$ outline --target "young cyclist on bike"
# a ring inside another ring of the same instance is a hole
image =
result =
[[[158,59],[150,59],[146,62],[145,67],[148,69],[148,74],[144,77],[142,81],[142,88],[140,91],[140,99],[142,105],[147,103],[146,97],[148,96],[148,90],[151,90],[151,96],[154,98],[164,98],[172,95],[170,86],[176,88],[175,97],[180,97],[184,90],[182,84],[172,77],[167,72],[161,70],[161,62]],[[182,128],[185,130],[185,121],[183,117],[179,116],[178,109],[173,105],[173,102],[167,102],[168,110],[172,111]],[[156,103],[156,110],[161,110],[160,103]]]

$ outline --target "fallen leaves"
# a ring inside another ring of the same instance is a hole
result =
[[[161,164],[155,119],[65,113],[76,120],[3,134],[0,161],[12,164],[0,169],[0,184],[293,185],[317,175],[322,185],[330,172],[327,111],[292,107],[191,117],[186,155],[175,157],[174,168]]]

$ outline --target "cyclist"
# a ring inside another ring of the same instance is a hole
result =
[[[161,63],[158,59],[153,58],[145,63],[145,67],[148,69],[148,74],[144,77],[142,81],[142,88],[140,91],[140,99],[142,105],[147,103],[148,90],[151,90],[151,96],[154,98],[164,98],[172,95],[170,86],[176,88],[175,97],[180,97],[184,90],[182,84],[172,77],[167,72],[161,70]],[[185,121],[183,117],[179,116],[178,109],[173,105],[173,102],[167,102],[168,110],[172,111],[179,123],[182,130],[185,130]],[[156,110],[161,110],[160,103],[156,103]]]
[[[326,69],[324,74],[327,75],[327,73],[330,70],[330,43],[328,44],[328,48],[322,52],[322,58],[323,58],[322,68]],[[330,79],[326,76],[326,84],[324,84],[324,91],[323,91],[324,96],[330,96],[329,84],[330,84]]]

__________

**EXERCISE DESCRIPTION**
Rewrite the data above, putting "gap" in place of every "hole" and leaving everything else unchanged.

**EXERCISE RESPONSE**
$ outline --target "young cyclist on bike"
# a ring inside another ring of the same instance is a gap
image =
result =
[[[158,59],[150,59],[146,62],[145,67],[148,69],[148,74],[144,77],[142,81],[142,88],[140,91],[140,99],[142,105],[147,103],[146,97],[148,96],[148,90],[151,90],[151,96],[154,98],[164,98],[172,95],[170,86],[176,88],[175,97],[180,97],[184,90],[182,84],[172,77],[167,72],[161,70],[161,62]],[[182,128],[185,130],[185,121],[183,117],[179,116],[178,109],[173,105],[173,102],[167,102],[168,110],[172,111]],[[156,103],[156,110],[161,110],[160,103]]]

$ outline --target "fallen leaves"
# a ring inside another ring of the same instance is a gap
result =
[[[161,164],[155,119],[65,113],[76,120],[3,134],[0,161],[12,164],[0,169],[0,184],[293,185],[317,175],[322,185],[330,172],[327,111],[292,107],[191,117],[186,155],[175,157],[174,168]]]

$ outline --target "cyclist"
# a ring inside another ring of the same instance is a gap
result =
[[[161,63],[158,59],[153,58],[145,63],[145,67],[148,69],[148,74],[144,77],[142,81],[142,88],[140,91],[140,99],[142,105],[147,103],[148,90],[151,90],[151,96],[154,98],[164,98],[172,95],[170,86],[176,88],[175,97],[180,97],[184,90],[182,84],[172,77],[167,72],[161,70]],[[185,121],[183,117],[179,116],[178,109],[173,105],[173,102],[167,102],[168,110],[172,111],[179,123],[182,130],[185,130]],[[156,110],[161,110],[160,103],[156,103]]]
[[[326,69],[324,74],[327,75],[327,73],[330,70],[330,43],[328,44],[328,48],[322,52],[322,58],[323,58],[322,68]],[[330,79],[326,76],[326,84],[324,84],[324,91],[323,91],[324,96],[330,96],[329,84],[330,84]]]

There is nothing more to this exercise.